#### Exercise instructions:
1. How much money per year does the text on EU disaster funding say is earmarked to support EU states in a major natural disaster or public health emergency?
2. Name every country that the text on EU disaster funding says had severe floods this summer.

#### Page excerpt:
——

While the European Commission is ready to mobilise the funds, the budget for 2021 has already been exceeded - revealing a gap between needs in member states and the response that can be mounted by the EU.
"These last two years, floods, fires, earthquakes and other disasters have been all too common and ever more intense … yet resources are dwindling," EU commissioner for cohesion and reforms, Elisa Ferreira, said on Monday (6 September) during a debate in the European Parliament's regional committee.
"It is clear that, for some regions, the scale of devastation is such, that they will require significant financial investment over the long term to recover and rebuilt from the damage," she added.
However, only up to €500m per year are earmarked to support EU states (and candidate countries) in the event of a major natural disaster or public health emergency, such as the Covid-19 pandemic - partly because the European Solidarity Fund was halved during the last negotiations over the EU's long-term budget.
According to Belgian centre-right MEP Pascal Arimont, this amount is often seen as a "drop in the ocean" compared to the economic magnitude of the damage.
In Germany, for example, overall reconstruction in areas hit by floods is estimated to cost more than €6bn. In Belgium, the costs amount to €2bn.
"We need to face that these aids are not sufficient," said socialist Spanish MEP Cristina Maestre, also warning that it is urgent to slow down climate change which exacerbates extreme weather events.
Under the European Solidarity Fund, the European Commission announced last June €119m in support to France, Greece and Croatia following several natural disasters in 2020.
However, according to Bulgarian MEP Andrey Novakov (EPP), there is a need to adapt the fund in a way that can reach people more quickly - otherwise "nobody will understand what we did here in Brussels".
Beyond financial support, EU commissioner Ferreira recalled that implementing disaster prevention, preparedness and long-term recovery plans is essential.
"It is not enough to respond only after the crisis," she said.
Meanwhile, experts estimate that high global temperatures have increased by up to nine times the likelihood of heavy rainfall in western Europe, such as those that led to severe floods this summer in Germany, Belgium, Luxembourg, Austria, Italy and Romania.
The catastrophic floods in mid-July caused more than 200 deaths in Germany and Belgium.

——

#### Provided information:
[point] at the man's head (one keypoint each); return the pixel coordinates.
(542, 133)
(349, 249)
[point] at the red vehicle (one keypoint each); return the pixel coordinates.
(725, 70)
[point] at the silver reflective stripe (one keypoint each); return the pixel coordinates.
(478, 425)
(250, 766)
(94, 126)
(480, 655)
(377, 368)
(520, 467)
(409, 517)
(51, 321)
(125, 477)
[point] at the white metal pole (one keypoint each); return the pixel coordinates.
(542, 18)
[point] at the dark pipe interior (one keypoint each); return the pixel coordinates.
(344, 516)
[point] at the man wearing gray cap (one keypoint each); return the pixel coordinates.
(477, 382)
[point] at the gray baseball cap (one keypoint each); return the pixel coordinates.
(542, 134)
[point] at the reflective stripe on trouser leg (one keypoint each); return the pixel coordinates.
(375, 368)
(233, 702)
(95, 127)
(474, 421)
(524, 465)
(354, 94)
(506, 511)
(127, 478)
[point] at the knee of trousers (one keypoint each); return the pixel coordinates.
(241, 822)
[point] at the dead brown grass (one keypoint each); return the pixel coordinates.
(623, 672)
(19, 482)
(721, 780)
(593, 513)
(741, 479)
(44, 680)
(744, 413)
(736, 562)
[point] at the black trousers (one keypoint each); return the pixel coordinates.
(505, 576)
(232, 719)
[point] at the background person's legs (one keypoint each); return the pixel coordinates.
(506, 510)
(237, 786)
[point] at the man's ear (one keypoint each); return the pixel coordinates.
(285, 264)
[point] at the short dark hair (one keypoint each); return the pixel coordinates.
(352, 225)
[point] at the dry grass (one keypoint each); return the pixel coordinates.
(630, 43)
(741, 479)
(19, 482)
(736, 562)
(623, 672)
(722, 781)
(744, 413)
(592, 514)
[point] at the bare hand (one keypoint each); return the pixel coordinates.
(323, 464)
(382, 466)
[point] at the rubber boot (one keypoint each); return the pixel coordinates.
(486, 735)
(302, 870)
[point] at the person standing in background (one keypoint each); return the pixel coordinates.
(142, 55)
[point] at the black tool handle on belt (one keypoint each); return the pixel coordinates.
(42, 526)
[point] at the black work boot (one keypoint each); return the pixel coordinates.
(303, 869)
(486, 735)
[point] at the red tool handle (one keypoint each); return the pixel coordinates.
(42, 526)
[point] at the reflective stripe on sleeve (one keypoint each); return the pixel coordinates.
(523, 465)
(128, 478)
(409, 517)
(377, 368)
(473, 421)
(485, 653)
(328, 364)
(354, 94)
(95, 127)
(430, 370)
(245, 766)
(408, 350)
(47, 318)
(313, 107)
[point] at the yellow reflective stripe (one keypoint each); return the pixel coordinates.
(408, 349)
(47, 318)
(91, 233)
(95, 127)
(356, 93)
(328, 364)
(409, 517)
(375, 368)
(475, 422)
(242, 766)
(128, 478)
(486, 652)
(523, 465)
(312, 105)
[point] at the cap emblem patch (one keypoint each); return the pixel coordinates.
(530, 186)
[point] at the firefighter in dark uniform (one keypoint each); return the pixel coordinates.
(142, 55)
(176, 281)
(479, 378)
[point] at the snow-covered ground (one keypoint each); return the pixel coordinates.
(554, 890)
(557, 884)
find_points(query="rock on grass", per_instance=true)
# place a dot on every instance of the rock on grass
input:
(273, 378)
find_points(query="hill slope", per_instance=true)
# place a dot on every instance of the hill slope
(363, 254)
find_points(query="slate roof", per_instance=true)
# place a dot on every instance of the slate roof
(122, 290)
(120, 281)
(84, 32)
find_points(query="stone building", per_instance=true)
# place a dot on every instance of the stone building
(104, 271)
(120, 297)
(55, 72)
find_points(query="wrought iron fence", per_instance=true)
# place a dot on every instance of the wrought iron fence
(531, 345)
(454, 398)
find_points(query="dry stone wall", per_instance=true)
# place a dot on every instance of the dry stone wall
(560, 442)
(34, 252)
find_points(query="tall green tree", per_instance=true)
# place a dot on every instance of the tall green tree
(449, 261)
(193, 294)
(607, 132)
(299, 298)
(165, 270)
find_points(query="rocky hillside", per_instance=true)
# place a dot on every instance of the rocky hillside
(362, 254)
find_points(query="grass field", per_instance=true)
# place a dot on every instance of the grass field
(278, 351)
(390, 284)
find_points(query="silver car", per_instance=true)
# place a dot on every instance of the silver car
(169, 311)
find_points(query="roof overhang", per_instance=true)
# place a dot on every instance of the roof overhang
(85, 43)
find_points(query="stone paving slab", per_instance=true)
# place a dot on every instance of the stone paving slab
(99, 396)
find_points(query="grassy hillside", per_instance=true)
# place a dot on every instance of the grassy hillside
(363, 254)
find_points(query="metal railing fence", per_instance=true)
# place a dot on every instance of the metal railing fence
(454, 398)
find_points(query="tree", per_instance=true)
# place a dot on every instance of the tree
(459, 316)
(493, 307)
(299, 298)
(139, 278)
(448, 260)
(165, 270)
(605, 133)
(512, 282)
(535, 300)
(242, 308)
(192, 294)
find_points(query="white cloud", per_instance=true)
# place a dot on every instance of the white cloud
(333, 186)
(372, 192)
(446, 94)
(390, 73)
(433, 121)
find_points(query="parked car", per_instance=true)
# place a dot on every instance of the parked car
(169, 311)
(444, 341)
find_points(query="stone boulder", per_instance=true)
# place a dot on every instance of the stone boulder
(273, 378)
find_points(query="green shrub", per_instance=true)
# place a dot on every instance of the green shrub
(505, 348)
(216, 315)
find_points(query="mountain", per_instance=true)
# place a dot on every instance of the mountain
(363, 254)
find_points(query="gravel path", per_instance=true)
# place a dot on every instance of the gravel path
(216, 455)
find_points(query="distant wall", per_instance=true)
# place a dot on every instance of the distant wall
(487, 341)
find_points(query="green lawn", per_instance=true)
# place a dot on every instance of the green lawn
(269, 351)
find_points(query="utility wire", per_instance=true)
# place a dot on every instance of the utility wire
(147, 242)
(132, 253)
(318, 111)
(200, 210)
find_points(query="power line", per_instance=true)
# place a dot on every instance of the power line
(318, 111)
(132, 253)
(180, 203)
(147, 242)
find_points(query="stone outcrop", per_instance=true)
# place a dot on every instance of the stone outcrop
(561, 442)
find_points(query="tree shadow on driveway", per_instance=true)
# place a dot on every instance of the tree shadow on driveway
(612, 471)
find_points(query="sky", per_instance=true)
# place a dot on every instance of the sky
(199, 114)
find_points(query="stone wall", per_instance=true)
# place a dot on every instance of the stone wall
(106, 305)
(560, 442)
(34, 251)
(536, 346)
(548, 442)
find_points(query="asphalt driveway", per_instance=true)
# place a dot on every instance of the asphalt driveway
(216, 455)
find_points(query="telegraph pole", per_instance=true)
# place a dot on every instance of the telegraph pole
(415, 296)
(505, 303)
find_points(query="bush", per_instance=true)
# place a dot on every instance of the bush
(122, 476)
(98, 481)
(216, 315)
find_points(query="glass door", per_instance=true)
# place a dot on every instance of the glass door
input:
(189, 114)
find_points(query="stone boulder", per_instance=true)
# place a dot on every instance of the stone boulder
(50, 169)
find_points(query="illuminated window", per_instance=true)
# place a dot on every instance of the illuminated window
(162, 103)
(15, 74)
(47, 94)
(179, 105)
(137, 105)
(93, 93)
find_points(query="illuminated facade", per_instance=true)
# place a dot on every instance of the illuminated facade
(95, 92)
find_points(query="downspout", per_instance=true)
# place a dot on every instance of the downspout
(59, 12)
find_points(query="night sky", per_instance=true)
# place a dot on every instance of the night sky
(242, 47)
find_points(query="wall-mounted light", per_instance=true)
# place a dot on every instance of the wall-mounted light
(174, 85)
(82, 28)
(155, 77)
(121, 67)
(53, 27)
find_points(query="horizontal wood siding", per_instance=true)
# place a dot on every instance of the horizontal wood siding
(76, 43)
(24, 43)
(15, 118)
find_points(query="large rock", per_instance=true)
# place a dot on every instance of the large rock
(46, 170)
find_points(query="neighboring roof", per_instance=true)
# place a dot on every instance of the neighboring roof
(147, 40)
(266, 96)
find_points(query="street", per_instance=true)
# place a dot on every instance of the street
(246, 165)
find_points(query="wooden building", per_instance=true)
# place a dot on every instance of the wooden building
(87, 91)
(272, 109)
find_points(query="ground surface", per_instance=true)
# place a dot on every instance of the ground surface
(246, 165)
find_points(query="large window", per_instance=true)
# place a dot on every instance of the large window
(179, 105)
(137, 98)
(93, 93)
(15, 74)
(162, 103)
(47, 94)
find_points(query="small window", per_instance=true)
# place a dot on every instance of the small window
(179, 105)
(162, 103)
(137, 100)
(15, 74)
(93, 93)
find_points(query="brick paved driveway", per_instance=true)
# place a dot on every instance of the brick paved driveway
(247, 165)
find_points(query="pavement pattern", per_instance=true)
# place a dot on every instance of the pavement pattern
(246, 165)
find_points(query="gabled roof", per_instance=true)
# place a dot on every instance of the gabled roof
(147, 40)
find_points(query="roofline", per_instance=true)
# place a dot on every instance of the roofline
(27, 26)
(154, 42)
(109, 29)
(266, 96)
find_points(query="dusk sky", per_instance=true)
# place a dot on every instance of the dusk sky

——

#### Your responses:
1. Up to €500m per year.

2. Germany, Belgium, Luxembourg, Austria, Italy, Romania